Problem set:
A) From the Procurement Bill speech, extract the stretch from "Procurement Bill [HL]" through "both of them." word for word.
B) List every person named in the Procurement Bill speech.
C) Answer these questions using the Procurement Bill speech:
(i) Which amendment in the speech is from Lord Lansley?
(ii) On what date did the speaker ask Lord Livingston of Parkhead whether the EU procurement directive protected the NHS?
(iii) Which Act did the speaker and Lord Lansley spend time on earlier in the year?

Document:
_ _ _ _
UK Parliament / Open data

Procurement Bill [HL]

My Lords, I will speak to Amendment 436, from the noble Lord, Lord Lansley, and to my noble friend’s Amendment 441. It is a pleasure to follow both of them.

I want to talk a bit about some of the problems that we face inside our own government structures and Parliament. The noble Lord, Lord Lansley, and I spent quite a bit of time earlier this year on the Health and Care Act. Indeed, there was a section in there about healthcare arrangements with other countries. But that was the end of a story, and at each stage from 2014 onwards we kept finding people trying to relax the EU directive on procurement rules, which we had to abide by then, in order to enlarge the gift that we could give under a treaty. For health, this is an extremely important matter.

The EU procurement directive, which governs all public sector procurement in member states, defines fair process and standards to ensure that all businesses, including the NHS, have fair competition for contracts. It also, incidentally, prevents conflicts of interest through robust exclusion rounds and protects against creeping privatisation. It is that latter point that is really important in particular for the NHS, but there are other sectors of the public realm where that matters too.

On 18 November 2014, I asked the noble Lord, Lord Livingston of Parkhead, whether the EU procurement directive protected the NHS. He replied:

“Commissioner de Gucht has been very clear:

‘Public services are always exempted ... The argument is abused in your country for political reasons.’”
_ _ _ _
Dataset section:

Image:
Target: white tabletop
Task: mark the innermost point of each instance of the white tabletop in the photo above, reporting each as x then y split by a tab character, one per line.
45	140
_ _ _ _
The answers:
A)
Procurement Bill [HL]

My Lords, I will speak to Amendment 436, from the noble Lord, Lord Lansley, and to my noble friend’s Amendment 441. It is a pleasure to follow both of them.

B)
Lord Lansley
Lord Livingston of Parkhead
Commissioner de Gucht

C)
(i) Amendment 436
(ii) 18 November 2014
(iii) The Health and Care Act